Given passage –
┄┄┄┄┄┄┄┄┄┄┄┄┄┄┄┄┄┄┄┄
Mental Illness doesn’t discriminate: The death of Robin Williams
The recent death of Robin Williams is a horrible loss. For his family, his friends, his fans, truly, the whole world. Finding out it was a suicide saddened me, but knowing of his history with addiction, depression, and other issues, it didn’t shock me. “But why? Why would a man so loved and adored who had so much going for him be driven to suicide?” Honestly, that’s probably the worst part. A man idolized and revered, who even sought help, still was ultimately consumed by a hurt that most people can’t even fathom. That’s the kicker: mental illnesses such as depression, bipolar, anxiety, et all don’t care who you are, how much you make, how much people care about you. It has the power to overtake and ruin the best of humankind.
Mental illness is a tricky thing. And even while seeing a therapist, taking medication, being surrounded by happy thoughts and loving people, it’s a never-ending struggle. During my high school and college years I had been flagged for bipolar, depression, general mood disorders. My manic phases, days of sleepless nights and boundless energy, with an underlying tiredness that worried my father and resulted in me sleeping for 13 hours straight when I finally came down. My lows, weeks of wanting to do nothing but sleep and eat. I barely showed up to class, doing so in a zombie-like fashion. I’d wake up, try to fill a void with food, and be back to bed within a couple hours. I don’t even have it all that bad as far as symptoms go, and I was pretty stable with meeting with a campus therapist once a week that even now my current doctor doesn’t want to put me on medication if a therapy session here and there helps. Some people don’t have cases as mild as mine, and aren’t even able to comprehend that they should seek health, much less be able to get it.
┄┄┄┄┄┄┄┄┄┄┄┄┄┄┄┄┄┄┄┄
Supplied entries –
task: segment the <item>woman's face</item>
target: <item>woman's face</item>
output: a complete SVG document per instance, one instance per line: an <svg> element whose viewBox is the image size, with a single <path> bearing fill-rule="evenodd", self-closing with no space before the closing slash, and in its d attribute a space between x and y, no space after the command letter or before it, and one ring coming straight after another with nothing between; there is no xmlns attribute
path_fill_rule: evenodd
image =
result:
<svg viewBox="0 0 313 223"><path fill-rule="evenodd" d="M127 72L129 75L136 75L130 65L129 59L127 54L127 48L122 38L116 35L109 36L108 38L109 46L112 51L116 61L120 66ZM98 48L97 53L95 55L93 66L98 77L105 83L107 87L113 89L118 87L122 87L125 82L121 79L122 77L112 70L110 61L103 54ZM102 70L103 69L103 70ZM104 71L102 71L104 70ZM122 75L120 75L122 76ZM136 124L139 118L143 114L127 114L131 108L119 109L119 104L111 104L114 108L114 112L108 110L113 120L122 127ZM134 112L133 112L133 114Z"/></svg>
┄┄┄┄┄┄┄┄┄┄┄┄┄┄┄┄┄┄┄┄
Exercise prompt –
Please say how long the writer of the essay on Robin Williams' death slept straight after finally coming down from a manic phase.

Written solution –
13 hours.